OBJECTIVE ::
Reproduce every line of the entries below without any changes.

(Object position labeling entries)
* Start *

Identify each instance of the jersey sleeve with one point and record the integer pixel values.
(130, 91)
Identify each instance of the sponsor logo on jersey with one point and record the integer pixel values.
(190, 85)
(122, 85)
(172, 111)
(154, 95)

* End *

FULL ANSWER ::
Identify each instance of the jersey sleeve with one point and record the integer pixel values.
(130, 91)
Identify each instance of the sponsor logo on jersey with one point and record the integer pixel values.
(190, 85)
(122, 85)
(172, 111)
(154, 95)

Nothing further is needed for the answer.